Recorded data:
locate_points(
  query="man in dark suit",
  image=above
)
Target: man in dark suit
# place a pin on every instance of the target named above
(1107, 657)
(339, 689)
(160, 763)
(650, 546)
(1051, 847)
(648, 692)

#### EXERCISE DIRECTIONS:
Convert every line in the rows above into a numbered list, omitting any blank lines.

#### SOLUTION FOR THIS PROBLEM:
1. locate_points(
2.   query="man in dark suit",
3.   image=above
4. )
5. Target: man in dark suit
6. # place a pin on every instance of the target named above
7. (1107, 657)
8. (339, 689)
9. (160, 763)
10. (650, 546)
11. (1051, 847)
12. (648, 692)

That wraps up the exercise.